### Stated task
Nothing other than the lines from the one containing "Reviewer note: every instance of the large" through the close of the entries below should be printed, each exactly.

(Image object location entries)
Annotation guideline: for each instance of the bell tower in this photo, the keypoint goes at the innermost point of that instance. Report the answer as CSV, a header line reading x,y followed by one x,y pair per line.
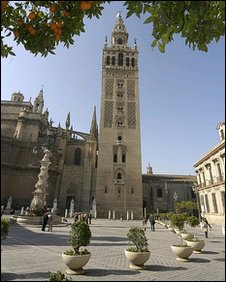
x,y
119,174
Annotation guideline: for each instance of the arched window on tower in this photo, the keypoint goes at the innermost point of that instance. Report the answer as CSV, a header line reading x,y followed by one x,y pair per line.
x,y
120,59
77,158
119,41
108,60
113,60
127,61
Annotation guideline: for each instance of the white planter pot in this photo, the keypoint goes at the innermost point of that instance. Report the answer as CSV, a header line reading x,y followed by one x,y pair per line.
x,y
75,263
196,245
186,236
171,229
182,253
137,259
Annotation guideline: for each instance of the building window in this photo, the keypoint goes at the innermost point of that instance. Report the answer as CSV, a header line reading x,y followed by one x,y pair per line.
x,y
215,209
119,41
119,176
120,59
219,173
127,61
113,60
223,200
207,204
222,134
77,158
159,193
108,60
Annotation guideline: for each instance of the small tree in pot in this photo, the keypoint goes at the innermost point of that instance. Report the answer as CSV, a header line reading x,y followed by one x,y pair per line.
x,y
4,228
196,243
181,250
137,252
75,259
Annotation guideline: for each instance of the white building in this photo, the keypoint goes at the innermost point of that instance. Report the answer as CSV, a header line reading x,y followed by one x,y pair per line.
x,y
210,171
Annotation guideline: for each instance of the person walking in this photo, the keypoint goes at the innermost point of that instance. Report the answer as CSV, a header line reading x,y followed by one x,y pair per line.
x,y
45,220
205,225
152,221
144,223
50,222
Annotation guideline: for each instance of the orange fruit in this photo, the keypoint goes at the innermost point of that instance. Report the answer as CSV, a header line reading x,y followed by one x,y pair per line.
x,y
86,5
66,13
16,33
53,25
19,21
53,8
32,15
59,24
4,4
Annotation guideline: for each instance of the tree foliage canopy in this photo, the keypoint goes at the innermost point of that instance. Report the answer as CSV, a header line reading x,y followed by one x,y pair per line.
x,y
41,25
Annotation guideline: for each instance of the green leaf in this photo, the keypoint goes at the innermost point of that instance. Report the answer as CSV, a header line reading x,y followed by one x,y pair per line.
x,y
202,47
165,38
148,20
154,42
161,47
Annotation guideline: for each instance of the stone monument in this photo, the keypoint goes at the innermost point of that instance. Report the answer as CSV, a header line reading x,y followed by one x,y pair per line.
x,y
38,202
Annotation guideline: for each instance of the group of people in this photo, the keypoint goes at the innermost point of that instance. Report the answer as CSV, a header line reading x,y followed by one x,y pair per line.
x,y
79,216
151,219
205,225
48,219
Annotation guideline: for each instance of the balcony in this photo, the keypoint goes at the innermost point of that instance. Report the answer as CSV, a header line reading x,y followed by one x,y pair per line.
x,y
119,182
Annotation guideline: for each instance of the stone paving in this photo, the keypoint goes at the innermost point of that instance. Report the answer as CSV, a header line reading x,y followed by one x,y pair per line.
x,y
28,254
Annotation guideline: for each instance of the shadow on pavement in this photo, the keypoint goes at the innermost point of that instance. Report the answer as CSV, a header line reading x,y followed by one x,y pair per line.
x,y
104,272
158,267
7,276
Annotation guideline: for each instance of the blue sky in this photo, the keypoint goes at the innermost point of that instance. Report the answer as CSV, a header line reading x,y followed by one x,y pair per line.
x,y
182,92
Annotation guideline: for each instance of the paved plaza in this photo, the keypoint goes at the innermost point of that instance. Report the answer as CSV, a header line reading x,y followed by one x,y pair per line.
x,y
28,254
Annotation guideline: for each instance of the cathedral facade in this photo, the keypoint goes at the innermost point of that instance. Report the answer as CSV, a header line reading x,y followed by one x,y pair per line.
x,y
100,170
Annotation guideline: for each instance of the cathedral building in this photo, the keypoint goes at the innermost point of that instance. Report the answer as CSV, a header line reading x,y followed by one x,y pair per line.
x,y
210,171
100,170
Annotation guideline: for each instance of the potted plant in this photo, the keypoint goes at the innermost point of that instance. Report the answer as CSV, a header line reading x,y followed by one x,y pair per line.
x,y
4,228
77,257
137,252
181,250
179,221
58,276
196,243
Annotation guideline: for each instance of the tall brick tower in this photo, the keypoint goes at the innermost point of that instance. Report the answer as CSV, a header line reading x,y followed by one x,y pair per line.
x,y
119,174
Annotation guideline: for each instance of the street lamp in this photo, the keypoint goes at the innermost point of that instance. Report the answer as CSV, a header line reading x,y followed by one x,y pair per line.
x,y
195,190
175,196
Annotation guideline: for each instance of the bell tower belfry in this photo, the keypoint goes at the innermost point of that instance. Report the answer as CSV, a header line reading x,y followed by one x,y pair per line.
x,y
119,174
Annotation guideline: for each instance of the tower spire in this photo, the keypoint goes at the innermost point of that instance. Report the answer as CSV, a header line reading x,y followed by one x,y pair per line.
x,y
93,128
119,34
68,121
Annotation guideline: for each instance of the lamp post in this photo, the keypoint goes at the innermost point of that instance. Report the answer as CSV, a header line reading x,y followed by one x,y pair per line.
x,y
195,190
175,197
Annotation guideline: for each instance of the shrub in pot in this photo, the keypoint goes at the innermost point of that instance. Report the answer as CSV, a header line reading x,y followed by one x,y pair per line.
x,y
4,228
181,250
78,256
137,252
196,243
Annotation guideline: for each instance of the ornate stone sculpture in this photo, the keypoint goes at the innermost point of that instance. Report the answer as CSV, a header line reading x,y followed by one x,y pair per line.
x,y
39,199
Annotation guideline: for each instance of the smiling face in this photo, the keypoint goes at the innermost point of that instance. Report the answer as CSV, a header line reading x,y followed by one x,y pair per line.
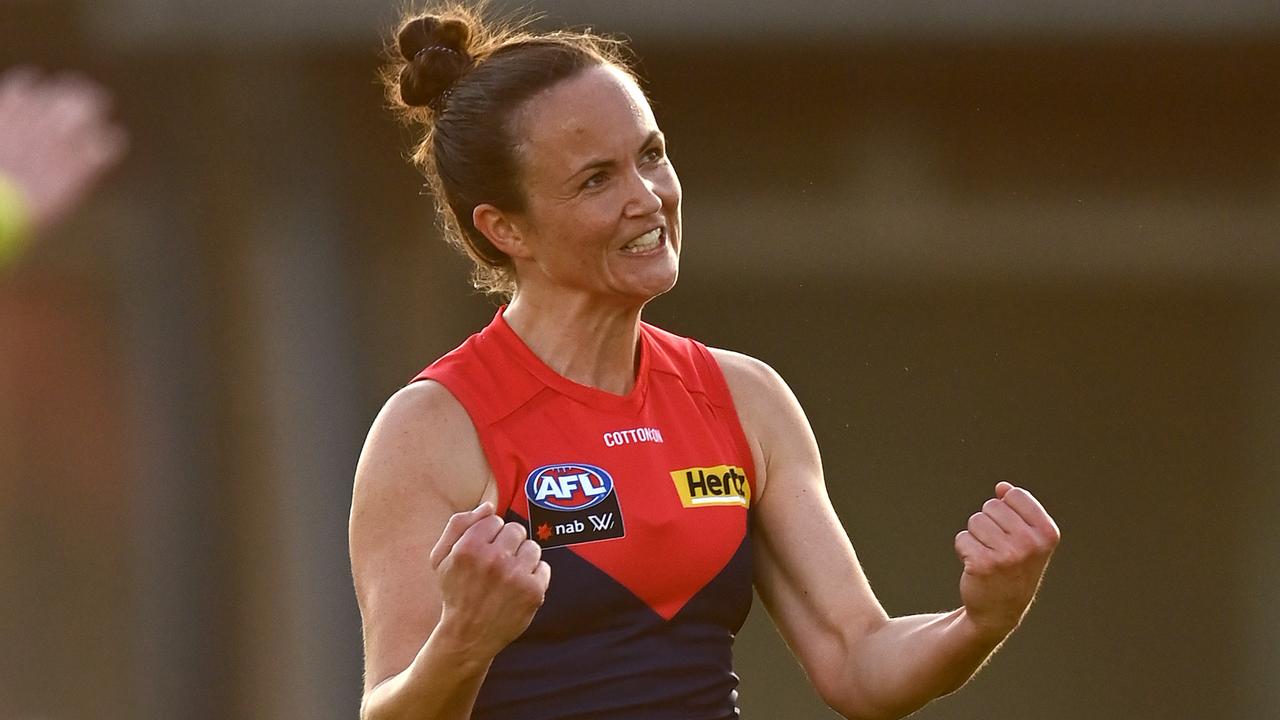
x,y
602,212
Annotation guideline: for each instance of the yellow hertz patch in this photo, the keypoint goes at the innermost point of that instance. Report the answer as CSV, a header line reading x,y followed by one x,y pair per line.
x,y
703,487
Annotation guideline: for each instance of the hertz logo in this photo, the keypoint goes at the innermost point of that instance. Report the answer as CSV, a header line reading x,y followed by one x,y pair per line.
x,y
722,484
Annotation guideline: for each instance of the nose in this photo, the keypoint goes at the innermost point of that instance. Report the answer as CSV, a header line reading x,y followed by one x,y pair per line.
x,y
644,199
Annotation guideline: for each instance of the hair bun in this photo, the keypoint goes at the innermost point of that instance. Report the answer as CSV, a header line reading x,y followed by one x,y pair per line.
x,y
437,54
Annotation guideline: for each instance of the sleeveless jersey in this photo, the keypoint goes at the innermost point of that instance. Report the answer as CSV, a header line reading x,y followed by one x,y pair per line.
x,y
640,504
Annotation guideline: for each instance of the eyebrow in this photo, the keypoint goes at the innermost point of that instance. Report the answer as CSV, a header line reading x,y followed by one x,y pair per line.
x,y
595,164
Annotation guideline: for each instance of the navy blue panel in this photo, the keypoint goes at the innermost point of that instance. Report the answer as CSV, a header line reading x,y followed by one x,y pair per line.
x,y
597,651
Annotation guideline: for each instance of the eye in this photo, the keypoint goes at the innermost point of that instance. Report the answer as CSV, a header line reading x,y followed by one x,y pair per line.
x,y
654,154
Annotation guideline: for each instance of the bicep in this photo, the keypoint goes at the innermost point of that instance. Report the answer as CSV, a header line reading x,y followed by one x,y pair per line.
x,y
420,464
805,568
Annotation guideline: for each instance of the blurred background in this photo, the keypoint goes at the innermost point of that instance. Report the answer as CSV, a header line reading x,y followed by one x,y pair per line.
x,y
1029,241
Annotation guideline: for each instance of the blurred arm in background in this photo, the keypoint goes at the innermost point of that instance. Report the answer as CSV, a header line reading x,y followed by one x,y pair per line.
x,y
55,141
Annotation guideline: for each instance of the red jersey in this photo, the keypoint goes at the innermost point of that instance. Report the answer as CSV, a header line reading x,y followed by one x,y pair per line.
x,y
640,504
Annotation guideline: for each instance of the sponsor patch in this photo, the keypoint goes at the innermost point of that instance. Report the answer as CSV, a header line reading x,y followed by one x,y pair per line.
x,y
711,487
572,502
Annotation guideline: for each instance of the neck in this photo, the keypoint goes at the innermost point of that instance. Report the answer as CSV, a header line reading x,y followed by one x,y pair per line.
x,y
588,342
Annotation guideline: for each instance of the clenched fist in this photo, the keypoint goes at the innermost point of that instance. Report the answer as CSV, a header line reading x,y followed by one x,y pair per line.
x,y
1005,550
492,579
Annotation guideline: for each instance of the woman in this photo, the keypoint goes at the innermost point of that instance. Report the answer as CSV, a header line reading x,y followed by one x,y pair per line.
x,y
553,522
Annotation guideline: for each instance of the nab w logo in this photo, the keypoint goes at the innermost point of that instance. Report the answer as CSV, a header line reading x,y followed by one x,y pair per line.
x,y
568,487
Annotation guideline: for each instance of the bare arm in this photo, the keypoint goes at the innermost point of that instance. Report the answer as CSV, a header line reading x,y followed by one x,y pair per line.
x,y
863,662
443,583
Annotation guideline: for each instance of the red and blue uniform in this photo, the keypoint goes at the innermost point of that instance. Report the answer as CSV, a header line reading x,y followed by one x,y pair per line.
x,y
640,504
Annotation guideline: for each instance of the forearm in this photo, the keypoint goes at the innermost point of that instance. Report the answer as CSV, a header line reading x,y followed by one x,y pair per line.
x,y
440,683
909,661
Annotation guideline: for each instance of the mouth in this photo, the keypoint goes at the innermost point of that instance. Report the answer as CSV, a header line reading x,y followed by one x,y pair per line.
x,y
648,242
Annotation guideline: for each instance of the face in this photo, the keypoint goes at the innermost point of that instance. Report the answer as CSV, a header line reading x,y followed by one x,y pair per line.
x,y
602,197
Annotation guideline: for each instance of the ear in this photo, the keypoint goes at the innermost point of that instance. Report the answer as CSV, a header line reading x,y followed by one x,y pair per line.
x,y
502,229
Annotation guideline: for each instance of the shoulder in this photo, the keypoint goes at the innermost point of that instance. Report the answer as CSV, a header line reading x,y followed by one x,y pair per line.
x,y
423,446
752,382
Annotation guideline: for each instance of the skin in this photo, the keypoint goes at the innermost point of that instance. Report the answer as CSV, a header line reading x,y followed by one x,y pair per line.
x,y
443,584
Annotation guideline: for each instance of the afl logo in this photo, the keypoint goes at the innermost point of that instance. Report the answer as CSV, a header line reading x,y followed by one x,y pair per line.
x,y
568,487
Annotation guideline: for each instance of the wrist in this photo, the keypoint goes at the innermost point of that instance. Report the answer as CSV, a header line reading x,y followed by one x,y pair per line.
x,y
456,645
988,633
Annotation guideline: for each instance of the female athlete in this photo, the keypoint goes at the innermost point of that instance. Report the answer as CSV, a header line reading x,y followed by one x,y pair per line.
x,y
565,516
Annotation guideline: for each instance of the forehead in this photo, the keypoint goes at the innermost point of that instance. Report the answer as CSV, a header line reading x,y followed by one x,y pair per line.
x,y
593,114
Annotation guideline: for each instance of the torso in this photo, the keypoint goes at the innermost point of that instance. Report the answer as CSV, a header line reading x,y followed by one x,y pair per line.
x,y
640,504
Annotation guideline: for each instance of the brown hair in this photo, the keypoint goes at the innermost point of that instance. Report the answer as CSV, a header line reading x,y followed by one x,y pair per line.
x,y
462,78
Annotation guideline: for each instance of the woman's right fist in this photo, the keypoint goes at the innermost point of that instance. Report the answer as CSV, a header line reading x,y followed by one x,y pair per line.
x,y
492,579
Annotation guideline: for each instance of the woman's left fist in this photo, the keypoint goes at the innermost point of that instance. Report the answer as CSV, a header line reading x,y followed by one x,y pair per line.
x,y
1005,550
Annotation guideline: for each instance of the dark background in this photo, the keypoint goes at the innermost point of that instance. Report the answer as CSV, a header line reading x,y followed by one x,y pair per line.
x,y
981,241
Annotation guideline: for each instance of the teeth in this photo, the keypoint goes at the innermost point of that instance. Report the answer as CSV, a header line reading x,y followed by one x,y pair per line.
x,y
648,241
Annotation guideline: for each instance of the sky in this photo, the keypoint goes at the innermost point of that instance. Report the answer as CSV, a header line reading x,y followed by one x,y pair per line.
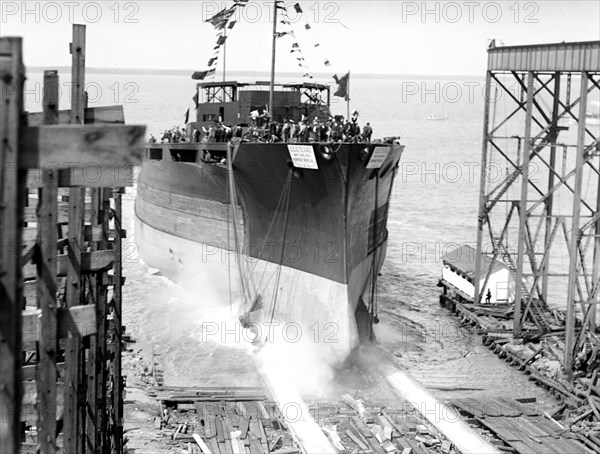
x,y
376,37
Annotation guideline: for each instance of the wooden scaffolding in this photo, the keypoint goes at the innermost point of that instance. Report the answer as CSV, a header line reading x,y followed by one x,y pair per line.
x,y
540,183
61,387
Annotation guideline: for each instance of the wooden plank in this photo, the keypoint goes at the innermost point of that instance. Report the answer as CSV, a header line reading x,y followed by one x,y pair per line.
x,y
73,422
91,175
214,446
46,284
82,146
29,372
11,194
91,262
220,431
244,425
30,392
62,214
93,115
210,425
117,316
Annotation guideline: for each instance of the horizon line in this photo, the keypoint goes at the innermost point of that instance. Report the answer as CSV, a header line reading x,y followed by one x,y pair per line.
x,y
173,72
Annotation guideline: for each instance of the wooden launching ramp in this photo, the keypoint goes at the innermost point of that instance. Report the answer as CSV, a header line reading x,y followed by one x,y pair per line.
x,y
522,425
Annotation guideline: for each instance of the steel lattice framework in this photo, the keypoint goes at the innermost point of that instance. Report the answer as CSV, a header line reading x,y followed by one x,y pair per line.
x,y
540,182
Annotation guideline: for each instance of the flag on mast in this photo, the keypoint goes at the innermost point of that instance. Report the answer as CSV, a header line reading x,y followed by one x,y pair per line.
x,y
343,85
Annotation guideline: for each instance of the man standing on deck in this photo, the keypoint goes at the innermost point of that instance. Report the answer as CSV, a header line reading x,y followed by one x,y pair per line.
x,y
367,133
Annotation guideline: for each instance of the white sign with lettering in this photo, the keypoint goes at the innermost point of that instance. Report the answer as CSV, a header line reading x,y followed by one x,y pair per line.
x,y
303,156
378,157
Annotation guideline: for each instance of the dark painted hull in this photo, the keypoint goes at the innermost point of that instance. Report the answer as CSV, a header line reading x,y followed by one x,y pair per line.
x,y
322,257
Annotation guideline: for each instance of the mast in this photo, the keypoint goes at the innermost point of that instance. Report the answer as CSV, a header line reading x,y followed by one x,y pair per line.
x,y
272,88
224,52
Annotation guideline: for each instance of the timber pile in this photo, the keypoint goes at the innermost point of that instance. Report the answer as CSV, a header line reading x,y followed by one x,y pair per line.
x,y
242,420
522,426
60,263
540,356
222,421
355,427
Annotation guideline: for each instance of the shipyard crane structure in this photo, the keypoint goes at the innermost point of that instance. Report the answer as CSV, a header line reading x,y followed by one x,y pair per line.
x,y
539,207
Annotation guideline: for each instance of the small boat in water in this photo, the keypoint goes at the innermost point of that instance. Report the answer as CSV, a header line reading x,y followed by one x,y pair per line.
x,y
434,117
275,201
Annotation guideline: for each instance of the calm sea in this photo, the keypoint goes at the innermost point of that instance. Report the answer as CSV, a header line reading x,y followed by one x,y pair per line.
x,y
434,208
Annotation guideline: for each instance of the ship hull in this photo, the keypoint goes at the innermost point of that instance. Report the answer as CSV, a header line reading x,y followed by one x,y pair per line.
x,y
309,241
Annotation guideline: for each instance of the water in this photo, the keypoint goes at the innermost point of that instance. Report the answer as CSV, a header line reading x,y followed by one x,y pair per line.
x,y
434,207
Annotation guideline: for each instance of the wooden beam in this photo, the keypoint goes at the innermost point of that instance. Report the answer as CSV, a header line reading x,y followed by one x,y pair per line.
x,y
117,319
86,146
93,115
78,319
90,262
62,214
91,176
73,424
30,371
46,284
12,76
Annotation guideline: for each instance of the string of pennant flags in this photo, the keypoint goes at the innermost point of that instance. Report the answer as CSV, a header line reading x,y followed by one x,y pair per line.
x,y
222,21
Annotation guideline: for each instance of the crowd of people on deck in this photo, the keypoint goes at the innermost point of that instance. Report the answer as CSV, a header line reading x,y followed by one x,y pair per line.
x,y
335,129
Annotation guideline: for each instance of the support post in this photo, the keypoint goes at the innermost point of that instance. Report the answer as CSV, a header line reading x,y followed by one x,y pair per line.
x,y
73,425
575,234
482,188
117,323
12,190
518,322
46,284
550,200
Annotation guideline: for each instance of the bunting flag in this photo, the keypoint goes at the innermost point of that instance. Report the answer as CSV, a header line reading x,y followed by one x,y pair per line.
x,y
219,20
342,90
201,75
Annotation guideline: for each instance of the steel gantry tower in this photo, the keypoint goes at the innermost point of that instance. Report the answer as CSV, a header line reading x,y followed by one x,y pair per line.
x,y
539,209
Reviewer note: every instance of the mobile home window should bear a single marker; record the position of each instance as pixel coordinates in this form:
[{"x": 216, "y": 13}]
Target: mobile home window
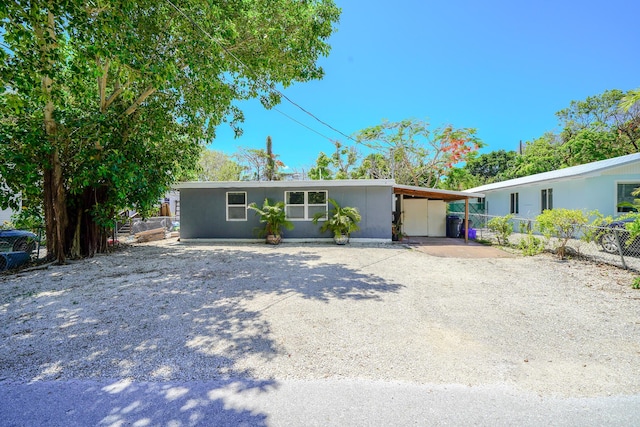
[
  {"x": 304, "y": 205},
  {"x": 625, "y": 196},
  {"x": 546, "y": 197},
  {"x": 237, "y": 206},
  {"x": 515, "y": 208}
]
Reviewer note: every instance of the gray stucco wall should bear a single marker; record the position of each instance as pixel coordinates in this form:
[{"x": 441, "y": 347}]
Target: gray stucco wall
[{"x": 203, "y": 212}]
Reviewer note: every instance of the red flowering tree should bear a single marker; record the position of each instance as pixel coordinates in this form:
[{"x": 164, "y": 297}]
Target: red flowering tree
[{"x": 418, "y": 155}]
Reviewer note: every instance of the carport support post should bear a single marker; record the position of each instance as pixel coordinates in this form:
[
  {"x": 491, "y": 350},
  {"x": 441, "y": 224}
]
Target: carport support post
[{"x": 466, "y": 220}]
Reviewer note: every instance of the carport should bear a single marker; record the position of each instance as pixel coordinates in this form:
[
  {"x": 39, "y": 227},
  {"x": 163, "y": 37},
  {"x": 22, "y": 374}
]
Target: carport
[{"x": 413, "y": 204}]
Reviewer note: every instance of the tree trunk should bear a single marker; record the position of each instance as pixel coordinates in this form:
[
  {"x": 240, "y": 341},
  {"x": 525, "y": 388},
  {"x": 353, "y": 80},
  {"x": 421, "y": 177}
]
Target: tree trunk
[{"x": 54, "y": 192}]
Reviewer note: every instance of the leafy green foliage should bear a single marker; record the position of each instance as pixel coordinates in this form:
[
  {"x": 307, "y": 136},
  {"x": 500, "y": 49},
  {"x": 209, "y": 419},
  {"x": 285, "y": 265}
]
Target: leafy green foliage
[
  {"x": 217, "y": 166},
  {"x": 562, "y": 224},
  {"x": 337, "y": 165},
  {"x": 502, "y": 227},
  {"x": 273, "y": 215},
  {"x": 342, "y": 221},
  {"x": 530, "y": 244}
]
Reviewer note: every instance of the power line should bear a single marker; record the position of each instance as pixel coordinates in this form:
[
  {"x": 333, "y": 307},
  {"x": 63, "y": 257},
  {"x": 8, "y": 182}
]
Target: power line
[{"x": 268, "y": 86}]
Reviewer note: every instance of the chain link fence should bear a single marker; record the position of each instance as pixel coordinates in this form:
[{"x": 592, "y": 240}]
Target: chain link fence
[{"x": 604, "y": 244}]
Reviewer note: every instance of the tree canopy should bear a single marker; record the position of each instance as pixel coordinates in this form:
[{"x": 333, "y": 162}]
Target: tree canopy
[{"x": 104, "y": 105}]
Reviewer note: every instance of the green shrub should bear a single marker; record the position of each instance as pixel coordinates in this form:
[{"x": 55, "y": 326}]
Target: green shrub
[
  {"x": 530, "y": 245},
  {"x": 502, "y": 227},
  {"x": 563, "y": 224}
]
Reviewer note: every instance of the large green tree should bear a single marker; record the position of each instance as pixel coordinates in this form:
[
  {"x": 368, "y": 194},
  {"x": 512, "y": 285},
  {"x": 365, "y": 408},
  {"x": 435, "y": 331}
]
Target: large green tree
[
  {"x": 608, "y": 124},
  {"x": 105, "y": 104},
  {"x": 217, "y": 166},
  {"x": 415, "y": 153}
]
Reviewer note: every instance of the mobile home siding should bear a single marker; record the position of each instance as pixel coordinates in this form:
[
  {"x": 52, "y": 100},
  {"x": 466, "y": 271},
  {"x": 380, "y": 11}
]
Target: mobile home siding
[{"x": 588, "y": 193}]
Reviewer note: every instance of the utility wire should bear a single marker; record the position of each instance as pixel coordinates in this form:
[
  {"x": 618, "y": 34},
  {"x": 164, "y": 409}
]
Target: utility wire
[{"x": 268, "y": 86}]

### Result of the exercise
Reviewer note: every instance of the large green tree should bear a single marker; record the position of each instance as pixel coordinates in this form:
[
  {"x": 368, "y": 194},
  {"x": 512, "y": 285},
  {"x": 365, "y": 408},
  {"x": 435, "y": 331}
]
Target: large green tree
[
  {"x": 608, "y": 124},
  {"x": 105, "y": 104},
  {"x": 217, "y": 166},
  {"x": 415, "y": 153}
]
Reviewer note: every instance of the mobile home siding should bear a single marker; record the position of each instance as pixel coordinates in this form:
[
  {"x": 52, "y": 100},
  {"x": 466, "y": 271},
  {"x": 380, "y": 11}
]
Target: mobile home siding
[{"x": 588, "y": 193}]
Reviewer note: every instance of the utility wire should bear a single marker; record the position of each instance as pixel coordinates in this form:
[
  {"x": 618, "y": 34},
  {"x": 164, "y": 409}
]
Target: utility wire
[{"x": 268, "y": 86}]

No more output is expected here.